- [Task]
Put the lines of the records as a JSON list of strings, one string per line with blank lines omitted, starting at the line containing "outline --target=upper lip" and running through the line containing "Mark the region of every instance of the upper", both included. Give only those lines.

- [Dataset entries]
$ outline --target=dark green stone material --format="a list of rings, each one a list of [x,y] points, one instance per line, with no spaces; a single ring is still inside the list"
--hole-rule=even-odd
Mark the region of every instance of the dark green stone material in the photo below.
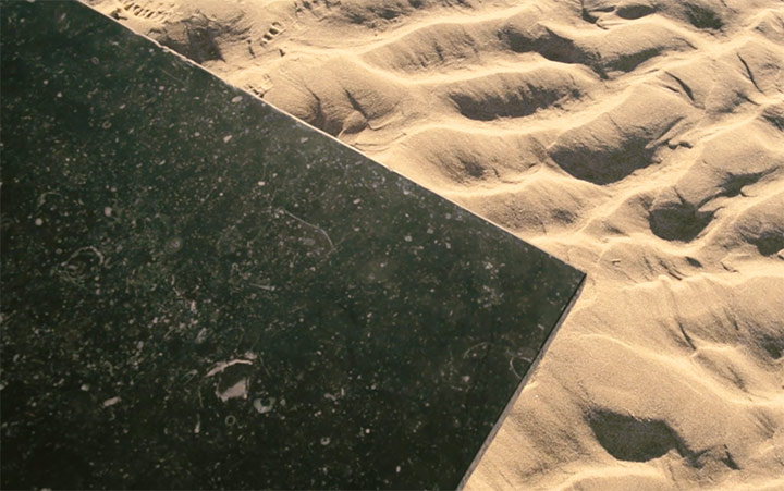
[[[81,4],[1,89],[3,488],[454,488],[583,281]]]

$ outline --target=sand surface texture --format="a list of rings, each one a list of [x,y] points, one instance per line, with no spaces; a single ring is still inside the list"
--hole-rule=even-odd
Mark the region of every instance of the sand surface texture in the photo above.
[[[784,2],[88,3],[588,273],[469,489],[784,489]]]

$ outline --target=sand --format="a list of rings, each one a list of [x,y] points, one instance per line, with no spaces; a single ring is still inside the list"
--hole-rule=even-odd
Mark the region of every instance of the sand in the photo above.
[[[784,489],[782,1],[88,3],[588,273],[468,489]]]

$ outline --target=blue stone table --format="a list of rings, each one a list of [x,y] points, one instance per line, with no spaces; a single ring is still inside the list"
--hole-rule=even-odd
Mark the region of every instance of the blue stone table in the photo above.
[[[84,5],[1,27],[2,487],[457,487],[584,275]]]

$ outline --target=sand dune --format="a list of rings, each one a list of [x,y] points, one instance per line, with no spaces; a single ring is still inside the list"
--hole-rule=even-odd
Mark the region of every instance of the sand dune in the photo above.
[[[784,489],[784,4],[90,0],[589,282],[470,489]]]

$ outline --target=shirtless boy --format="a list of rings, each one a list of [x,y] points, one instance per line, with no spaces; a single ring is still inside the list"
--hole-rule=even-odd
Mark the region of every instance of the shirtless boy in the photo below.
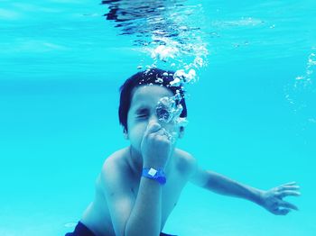
[[[274,214],[297,210],[283,200],[300,195],[295,183],[267,191],[256,189],[204,170],[191,154],[175,148],[184,127],[162,121],[157,113],[163,97],[179,93],[183,96],[181,86],[170,86],[172,75],[152,68],[134,75],[122,86],[119,121],[130,145],[105,160],[96,180],[95,199],[74,232],[67,236],[169,235],[162,231],[188,181],[252,201]],[[182,106],[180,117],[186,117],[184,97],[177,103]]]

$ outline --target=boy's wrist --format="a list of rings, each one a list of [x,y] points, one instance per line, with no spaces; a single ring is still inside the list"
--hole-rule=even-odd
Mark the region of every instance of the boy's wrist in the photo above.
[[[142,177],[155,180],[161,185],[166,183],[166,177],[162,168],[144,168]]]

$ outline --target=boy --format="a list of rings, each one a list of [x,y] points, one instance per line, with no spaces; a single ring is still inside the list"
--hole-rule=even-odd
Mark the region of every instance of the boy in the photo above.
[[[297,207],[283,200],[299,195],[299,186],[289,183],[268,191],[241,185],[201,169],[189,153],[176,149],[183,136],[181,123],[163,121],[172,115],[162,108],[162,99],[175,99],[187,116],[182,86],[171,86],[173,74],[157,68],[139,72],[121,86],[119,121],[129,147],[117,150],[104,162],[96,181],[96,195],[70,235],[169,235],[162,232],[188,181],[219,194],[242,197],[275,214]]]

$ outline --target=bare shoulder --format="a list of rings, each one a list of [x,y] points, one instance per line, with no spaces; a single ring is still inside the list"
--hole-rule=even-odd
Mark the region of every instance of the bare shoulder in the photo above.
[[[176,168],[180,172],[188,176],[195,172],[197,161],[191,154],[182,150],[175,149],[174,156],[176,158]]]

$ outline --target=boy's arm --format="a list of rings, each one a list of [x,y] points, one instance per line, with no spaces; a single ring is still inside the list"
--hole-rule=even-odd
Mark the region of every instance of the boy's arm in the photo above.
[[[104,195],[116,235],[159,235],[161,231],[162,186],[142,177],[137,196],[131,189],[128,169],[107,159],[101,172]]]
[[[254,202],[274,214],[287,214],[291,209],[298,208],[284,200],[288,195],[300,195],[295,182],[281,185],[267,191],[243,185],[225,176],[200,168],[196,161],[190,181],[217,194],[240,197]]]

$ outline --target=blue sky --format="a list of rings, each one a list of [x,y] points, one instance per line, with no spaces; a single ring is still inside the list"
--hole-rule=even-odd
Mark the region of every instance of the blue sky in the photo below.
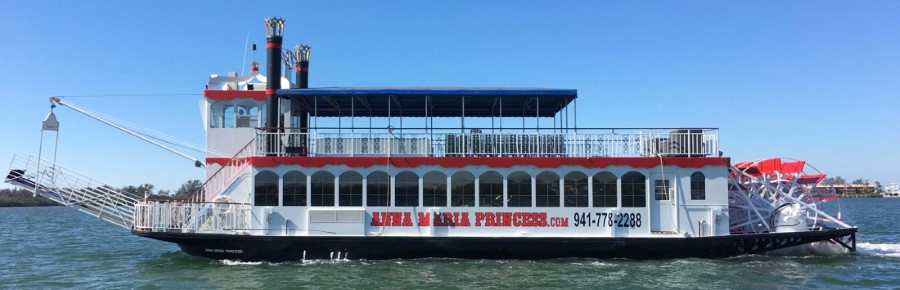
[[[718,127],[734,160],[793,157],[900,182],[898,2],[286,2],[7,3],[0,158],[37,153],[48,96],[199,94],[209,74],[239,71],[247,33],[263,44],[262,20],[279,16],[286,45],[313,47],[314,87],[575,88],[579,126]],[[70,100],[203,145],[198,98]],[[115,186],[203,178],[57,115],[66,167]]]

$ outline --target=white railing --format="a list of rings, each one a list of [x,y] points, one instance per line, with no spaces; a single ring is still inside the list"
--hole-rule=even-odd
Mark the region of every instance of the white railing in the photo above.
[[[253,156],[254,141],[247,143],[241,150],[228,160],[222,168],[213,173],[195,192],[190,200],[193,202],[212,202],[216,196],[222,194],[250,165],[248,157]]]
[[[182,233],[246,233],[250,230],[250,205],[141,202],[135,205],[134,229]]]
[[[36,156],[13,156],[6,182],[123,228],[130,228],[137,198]]]
[[[458,131],[457,131],[458,132]],[[429,157],[715,156],[717,129],[593,129],[570,133],[265,133],[256,155]]]

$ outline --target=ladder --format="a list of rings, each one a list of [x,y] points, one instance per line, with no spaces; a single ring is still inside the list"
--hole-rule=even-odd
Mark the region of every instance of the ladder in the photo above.
[[[6,182],[131,229],[138,197],[34,155],[14,155]]]

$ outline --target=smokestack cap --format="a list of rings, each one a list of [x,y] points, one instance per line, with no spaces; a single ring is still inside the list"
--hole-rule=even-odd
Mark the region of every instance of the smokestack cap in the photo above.
[[[284,19],[266,18],[266,36],[284,36]]]

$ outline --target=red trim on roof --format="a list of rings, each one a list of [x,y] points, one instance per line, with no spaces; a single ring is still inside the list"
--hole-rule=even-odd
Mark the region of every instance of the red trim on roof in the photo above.
[[[797,179],[797,183],[799,184],[817,184],[825,179],[825,174],[810,174],[800,176],[800,179]]]
[[[763,174],[772,174],[776,170],[781,170],[781,158],[766,159],[759,162],[759,172]]]
[[[220,91],[220,90],[204,90],[203,96],[216,101],[230,101],[234,99],[254,99],[257,101],[266,100],[265,91]]]
[[[210,162],[209,158],[207,158],[207,162]],[[728,166],[731,160],[729,158],[666,157],[663,158],[663,162],[666,166],[702,168],[705,166]],[[469,165],[480,165],[493,168],[509,168],[513,166],[535,166],[538,168],[559,168],[560,166],[583,166],[586,168],[630,166],[632,168],[654,168],[659,166],[659,163],[659,157],[250,157],[250,164],[257,167],[300,165],[313,168],[334,165],[366,168],[372,166],[384,166],[385,164],[391,164],[391,166],[398,168],[414,168],[419,166],[462,168]]]
[[[793,161],[781,164],[781,173],[799,173],[803,172],[803,166],[806,161]]]
[[[206,165],[210,165],[210,164],[219,164],[219,166],[225,166],[225,164],[228,164],[228,161],[231,161],[231,158],[224,158],[224,157],[207,157],[207,158],[206,158]]]

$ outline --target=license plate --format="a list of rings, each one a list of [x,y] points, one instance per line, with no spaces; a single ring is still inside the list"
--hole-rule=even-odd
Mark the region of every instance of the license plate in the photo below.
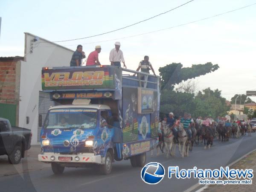
[[[71,161],[71,157],[60,157],[59,160],[61,161]]]

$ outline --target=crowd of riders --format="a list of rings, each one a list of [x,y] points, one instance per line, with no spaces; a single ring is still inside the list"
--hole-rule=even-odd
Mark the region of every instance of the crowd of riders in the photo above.
[[[169,113],[168,116],[164,115],[160,121],[158,125],[158,136],[159,140],[163,141],[164,128],[167,126],[171,129],[174,136],[175,142],[177,142],[178,128],[180,123],[183,125],[183,128],[186,132],[189,142],[190,142],[194,129],[198,130],[202,127],[205,127],[209,130],[214,137],[217,136],[217,128],[218,127],[230,128],[233,126],[238,126],[241,129],[244,126],[246,129],[250,126],[250,120],[244,119],[236,121],[227,119],[226,117],[218,116],[215,120],[212,118],[211,115],[203,118],[202,116],[198,116],[197,119],[194,119],[191,117],[191,114],[187,113],[184,113],[184,116],[182,117],[175,116],[172,112]]]

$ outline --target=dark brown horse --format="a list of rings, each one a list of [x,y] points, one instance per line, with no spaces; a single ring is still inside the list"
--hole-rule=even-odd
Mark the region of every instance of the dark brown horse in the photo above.
[[[202,128],[202,139],[204,142],[204,148],[206,148],[207,145],[209,148],[212,145],[213,141],[213,135],[212,131],[209,127],[203,125]]]
[[[246,128],[245,127],[245,125],[241,125],[241,130],[242,132],[242,135],[243,136],[245,136],[245,132],[246,132]]]

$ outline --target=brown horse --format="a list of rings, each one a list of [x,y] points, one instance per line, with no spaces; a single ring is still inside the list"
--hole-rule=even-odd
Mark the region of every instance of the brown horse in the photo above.
[[[204,125],[203,125],[202,128],[202,139],[204,139],[204,149],[206,149],[207,145],[209,148],[212,145],[213,135],[210,129]]]

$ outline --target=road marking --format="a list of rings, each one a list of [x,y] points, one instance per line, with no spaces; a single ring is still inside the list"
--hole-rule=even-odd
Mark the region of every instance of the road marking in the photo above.
[[[241,138],[241,136],[240,137],[239,139],[240,139]],[[241,137],[241,142],[240,143],[242,142],[242,141],[243,140],[243,138],[245,137]],[[253,138],[253,137],[250,137],[250,138],[248,139],[250,139],[251,138]],[[240,141],[240,140],[237,140],[237,141],[235,141],[233,143],[230,143],[230,144],[233,144],[233,143],[236,143],[237,141]],[[227,146],[227,145],[226,145]],[[233,161],[232,163],[230,163],[229,164],[228,164],[228,165],[227,166],[233,166],[233,165],[234,165],[234,164],[236,163],[237,163],[238,161],[240,161],[242,159],[243,159],[243,158],[244,158],[246,156],[248,155],[248,154],[250,154],[252,153],[254,151],[256,151],[256,148],[251,151],[250,151],[248,152],[248,153],[247,153],[246,154],[244,154],[244,155],[243,155],[242,157],[241,157],[240,158],[239,158],[238,159],[237,159],[236,160]],[[196,188],[198,188],[199,186],[201,186],[201,185],[200,185],[199,183],[197,183],[195,184],[195,185],[191,186],[190,187],[189,187],[189,189],[186,189],[186,190],[184,191],[184,192],[191,192],[192,191],[195,189]],[[203,191],[203,190],[204,190],[204,189],[206,189],[207,188],[208,188],[209,187],[209,185],[206,185],[205,186],[203,186],[203,187],[197,190],[197,191],[195,191],[195,192],[201,192],[202,191]]]
[[[252,153],[253,152],[255,151],[256,151],[256,148],[253,149],[253,150],[251,151],[250,152],[248,152],[246,154],[244,154],[244,155],[243,155],[241,157],[239,158],[236,160],[233,161],[232,163],[230,163],[229,164],[228,164],[228,165],[227,165],[227,167],[230,167],[230,166],[233,166],[234,164],[236,164],[236,163],[237,163],[238,162],[239,162],[239,161],[240,161],[242,159],[244,158],[246,156],[247,156],[247,155],[248,155]],[[217,180],[218,180],[218,179],[217,179]],[[197,188],[198,187],[199,187],[200,186],[201,186],[201,185],[200,185],[199,183],[195,184],[193,186],[192,186],[191,187],[189,187],[187,189],[186,189],[185,191],[184,191],[184,192],[190,192],[190,191],[193,191],[193,190],[195,189],[196,188]],[[206,189],[207,188],[208,188],[208,187],[209,187],[209,186],[208,185],[206,185],[205,186],[204,186],[202,187],[201,188],[200,188],[199,189],[196,190],[195,192],[201,192],[204,191],[204,189]]]

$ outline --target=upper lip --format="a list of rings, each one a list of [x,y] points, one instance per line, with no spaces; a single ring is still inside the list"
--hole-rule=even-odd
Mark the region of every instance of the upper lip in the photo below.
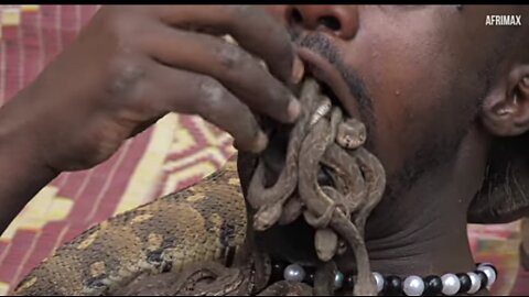
[[[339,103],[346,109],[345,111],[358,118],[359,114],[355,112],[357,110],[357,101],[350,94],[347,82],[336,67],[307,47],[298,47],[298,54],[305,64],[305,72],[310,73],[316,80],[327,85],[341,101]]]

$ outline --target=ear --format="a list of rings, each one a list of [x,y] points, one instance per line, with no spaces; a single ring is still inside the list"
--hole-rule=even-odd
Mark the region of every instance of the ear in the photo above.
[[[490,89],[483,102],[482,120],[495,136],[529,131],[529,65],[514,67],[507,79]]]

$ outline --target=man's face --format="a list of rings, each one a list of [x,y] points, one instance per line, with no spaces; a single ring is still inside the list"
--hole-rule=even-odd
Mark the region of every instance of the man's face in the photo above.
[[[393,196],[453,157],[476,124],[507,42],[485,19],[508,9],[268,7],[291,30],[306,69],[366,123],[367,148],[385,166]]]

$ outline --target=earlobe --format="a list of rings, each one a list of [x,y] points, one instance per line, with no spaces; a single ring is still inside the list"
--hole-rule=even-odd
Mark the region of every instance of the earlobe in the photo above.
[[[529,131],[529,65],[518,66],[485,98],[482,120],[495,136]]]

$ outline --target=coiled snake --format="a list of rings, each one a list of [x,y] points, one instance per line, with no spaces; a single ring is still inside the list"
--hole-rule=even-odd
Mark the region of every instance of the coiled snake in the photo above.
[[[300,98],[303,111],[290,134],[284,168],[276,185],[267,188],[264,167],[258,162],[246,197],[248,205],[234,156],[223,170],[203,182],[85,231],[43,261],[14,293],[332,294],[328,279],[320,276],[314,288],[287,280],[268,284],[269,258],[252,245],[255,230],[303,217],[317,230],[315,246],[310,248],[325,263],[316,276],[328,272],[345,243],[358,266],[355,295],[376,295],[363,233],[369,212],[382,196],[384,168],[361,147],[364,125],[344,120],[314,80],[305,80]],[[333,186],[319,185],[322,167],[331,172]],[[253,217],[247,218],[247,207],[256,210]],[[248,226],[247,220],[252,223]],[[168,279],[170,286],[160,285]]]

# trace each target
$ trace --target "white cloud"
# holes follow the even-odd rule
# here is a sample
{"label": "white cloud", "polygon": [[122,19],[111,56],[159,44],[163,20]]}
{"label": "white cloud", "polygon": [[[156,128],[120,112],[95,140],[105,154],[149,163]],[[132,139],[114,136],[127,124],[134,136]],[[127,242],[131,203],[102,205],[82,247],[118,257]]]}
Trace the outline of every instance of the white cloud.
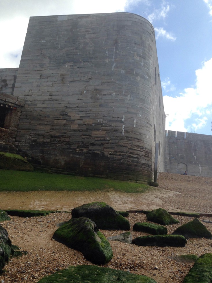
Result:
{"label": "white cloud", "polygon": [[[212,108],[212,58],[203,62],[202,68],[196,71],[196,83],[194,88],[188,88],[180,96],[163,97],[167,130],[189,132],[196,131],[205,125],[211,119]],[[194,123],[189,124],[191,118]]]}
{"label": "white cloud", "polygon": [[156,20],[159,20],[161,18],[165,19],[167,16],[170,8],[168,3],[163,0],[160,9],[155,9],[151,14],[148,15],[148,20],[150,23],[152,23]]}
{"label": "white cloud", "polygon": [[158,39],[159,37],[162,37],[173,41],[176,40],[176,38],[172,35],[171,33],[164,29],[163,27],[155,27],[155,30],[156,33],[156,39]]}
{"label": "white cloud", "polygon": [[212,1],[211,0],[203,0],[205,3],[207,4],[208,8],[209,9],[209,14],[212,16]]}
{"label": "white cloud", "polygon": [[166,78],[164,81],[161,82],[161,86],[166,92],[174,91],[176,89],[174,85],[171,83],[169,78]]}

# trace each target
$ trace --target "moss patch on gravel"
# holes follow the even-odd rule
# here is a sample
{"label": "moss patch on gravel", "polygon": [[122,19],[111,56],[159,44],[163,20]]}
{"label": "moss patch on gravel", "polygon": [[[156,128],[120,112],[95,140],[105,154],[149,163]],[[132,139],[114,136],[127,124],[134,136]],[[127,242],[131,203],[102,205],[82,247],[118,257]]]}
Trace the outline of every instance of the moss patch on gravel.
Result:
{"label": "moss patch on gravel", "polygon": [[51,213],[63,212],[59,210],[24,210],[20,209],[7,209],[5,211],[9,215],[18,216],[19,217],[45,216]]}
{"label": "moss patch on gravel", "polygon": [[181,235],[186,238],[204,237],[212,239],[212,234],[198,218],[185,223],[178,227],[172,233],[173,235]]}
{"label": "moss patch on gravel", "polygon": [[205,254],[194,263],[184,279],[183,283],[211,283],[212,282],[212,254]]}
{"label": "moss patch on gravel", "polygon": [[92,265],[71,266],[39,280],[38,283],[157,283],[144,275],[139,275],[108,267]]}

- [Expected answer]
[
  "$ outline --target=upper lip --format=\"a list of rings, each one a list of [x,y] points, one instance per line, with no spaces; a single ring is still inside the list\"",
  "--hole-rule=even-odd",
  "Mark the region of every instance of the upper lip in the photo below."
]